Bildung ist ein wertvolles und erstrebenswertes Gut
 
Jägern und Sammlern auf der Spur

Jägern und Sammlern auf der Spur

Würdet Ihr in der Wildnis überleben? Der Psychologieoberstufenkurs stutzt – vermutlich nicht. Was würdet ihr tun, wenn ein angriffslustiger Eber auf euch zu rennt? Die zivilisatorischen Annehmlichkeiten sind uns zur Gewohnheit geworden, die zivilisatorische Reizüberflutung zur zweiten Haut. Der Wildnispädagoge, Martino Abis, nickt erfahrungsgesättigt und erklärt, was wir von Wildtieren in deutschen Wäldern für unser Leben und Überleben lernen konnten und immer noch lernen können und wie wir uns vor Wildtieren schützen.

Neben zerfetzten Vogelfedern kniend verdeutlicht er, woran ein erfahrener Spurenleser erkennen kann, ob es ein Habicht oder ein Fuchs gewesen ist, der das Tier erlegt hat. Während unser Dschungeltour durch den deutschen Wald neben unserer eigenen Haustür erfahren wir, was der menschliche Eingriff der vermeintlich idyllischen Naturlandschaft bereits angetan hat. Das Streben nach schnellem, verwertbaren Holz hat die Ansiedlung von schnell und hochwachsenden Fichten vorangetrieben. Herr Abis lenkt den Schüler*innenblick auf das morsche Altholz, das zwar einen erquickender Lebensraum für viele Insekten- und Spechtarten bietet, aber zugleich auch die Anfälligkeit diese Baumart für Starkwinde erhöht. An entwurzelten Fichten wird erklärt, dass es sich um Flachwurzler handelt, die durch Pilzbefall geschwächt werden und in diese Region eigentlich gar nicht gehören. Im Einklang mit der aktuellen Umweltbehörde plädiert Herr Abis daher für einen Buchen-Kiefern-Mischwald und nutzt die Gelegenheit, an den Früchten der Nadelbäume den Unterschied zwischen Kiefern- und Fichtenzapfen darzustellen.

> _Bereitgestelltes Material_:
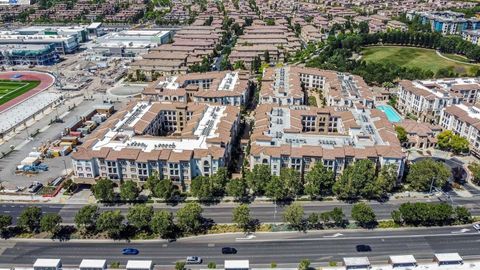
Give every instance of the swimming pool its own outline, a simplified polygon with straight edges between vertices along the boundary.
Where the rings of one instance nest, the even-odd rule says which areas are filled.
[[[390,105],[379,105],[377,106],[377,109],[384,112],[387,115],[388,121],[392,123],[398,123],[402,121],[402,117]]]

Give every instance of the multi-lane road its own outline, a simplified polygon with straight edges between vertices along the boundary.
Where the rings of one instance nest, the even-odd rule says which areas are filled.
[[[369,245],[370,252],[358,252],[357,245]],[[479,259],[480,234],[464,227],[412,228],[403,230],[320,231],[309,233],[259,233],[246,239],[242,234],[199,236],[176,242],[53,242],[1,241],[0,265],[31,265],[36,258],[61,258],[64,265],[78,265],[84,258],[107,259],[125,264],[128,259],[153,260],[171,266],[186,256],[201,256],[205,263],[222,264],[225,259],[249,259],[252,265],[295,265],[310,259],[315,265],[341,261],[343,257],[368,256],[372,262],[387,261],[389,255],[413,254],[417,260],[431,260],[434,253],[458,252],[464,259]],[[222,255],[231,246],[236,255]],[[121,249],[137,248],[136,256],[125,256]],[[205,266],[205,265],[204,265]],[[171,268],[171,267],[170,267]]]
[[[427,201],[422,199],[421,201]],[[429,200],[432,203],[439,202],[438,199]],[[389,219],[391,218],[390,213],[397,209],[403,200],[392,200],[386,203],[370,202],[372,208],[377,214],[378,219]],[[342,202],[301,202],[304,205],[305,213],[309,214],[312,212],[324,212],[332,210],[334,207],[340,207],[343,209],[344,213],[350,216],[350,210],[352,208],[351,204],[342,203]],[[473,215],[480,215],[480,201],[478,198],[456,198],[454,200],[456,205],[463,205],[470,209]],[[2,203],[0,205],[0,214],[8,214],[13,216],[14,220],[20,215],[20,213],[28,206],[36,205],[41,207],[44,212],[59,213],[64,223],[73,223],[74,217],[77,211],[84,205],[80,204],[21,204],[21,203]],[[165,205],[165,204],[155,204],[156,209],[166,209],[172,212],[177,211],[184,204],[179,204],[176,206]],[[231,223],[232,222],[232,210],[236,207],[235,203],[221,203],[217,205],[203,206],[204,217],[213,219],[216,223]],[[128,208],[131,205],[119,205],[119,206],[101,206],[101,210],[121,210],[123,213],[128,211]],[[254,218],[258,218],[261,222],[281,222],[282,213],[284,210],[283,206],[277,206],[273,203],[262,202],[262,203],[253,203],[250,205],[251,213]],[[275,212],[276,210],[276,212]]]

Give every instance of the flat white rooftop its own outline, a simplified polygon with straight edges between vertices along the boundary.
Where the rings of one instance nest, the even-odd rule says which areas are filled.
[[[127,269],[150,269],[152,266],[152,261],[128,260],[127,262]]]
[[[98,141],[93,150],[100,150],[102,147],[110,147],[115,151],[123,148],[141,148],[142,151],[151,152],[155,149],[173,149],[174,151],[207,149],[207,139],[216,138],[218,125],[226,109],[225,106],[210,106],[203,117],[200,119],[197,128],[194,131],[196,138],[178,138],[178,137],[161,137],[161,136],[139,136],[135,135],[132,129],[139,119],[151,108],[148,102],[139,102],[130,111],[122,121],[115,125],[105,136]],[[130,119],[133,118],[133,119]],[[123,135],[125,140],[115,141],[114,138]]]
[[[389,260],[392,264],[415,264],[417,260],[413,255],[396,255],[390,256]]]
[[[60,261],[60,259],[37,259],[33,267],[57,267]]]
[[[89,260],[83,259],[80,263],[80,268],[106,268],[107,260]]]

> _Teilaufgaben_:
(A) Stimmen die folgenden Aussagen mit dem Text über die Waldexkursion überein? (i) Fichten sind Flachwurzler, die durch Pilzbefall geschwächt werden. (ii) Herr Abis spricht sich für einen reinen Fichtenwald aus. (iii) Das morsche Altholz bietet vielen Insekten- und Spechtarten Lebensraum. Antworte jeweils mit Ja oder Nein und zitiere die entscheidenden Worte des Textes wörtlich.
(B) Gib aus dem Text über die Waldexkursion alles von „Bildung ist ein“ bis hinunter zu „vor Wildtieren schützen.“ wortgetreu wieder.

> _Lösungen je Aufgabe_:
(A)
(i) Ja: „dass es sich um Flachwurzler handelt, die durch Pilzbefall geschwächt werden“
(ii) Nein: „plädiert Herr Abis daher für einen Buchen-Kiefern-Mischwald“
(iii) Ja: „Lebensraum für viele Insekten- und Spechtarten bietet“

(B)
Bildung ist ein wertvolles und erstrebenswertes Gut
 
Jägern und Sammlern auf der Spur

Jägern und Sammlern auf der Spur

Würdet Ihr in der Wildnis überleben? Der Psychologieoberstufenkurs stutzt – vermutlich nicht. Was würdet ihr tun, wenn ein angriffslustiger Eber auf euch zu rennt? Die zivilisatorischen Annehmlichkeiten sind uns zur Gewohnheit geworden, die zivilisatorische Reizüberflutung zur zweiten Haut. Der Wildnispädagoge, Martino Abis, nickt erfahrungsgesättigt und erklärt, was wir von Wildtieren in deutschen Wäldern für unser Leben und Überleben lernen konnten und immer noch lernen können und wie wir uns vor Wildtieren schützen.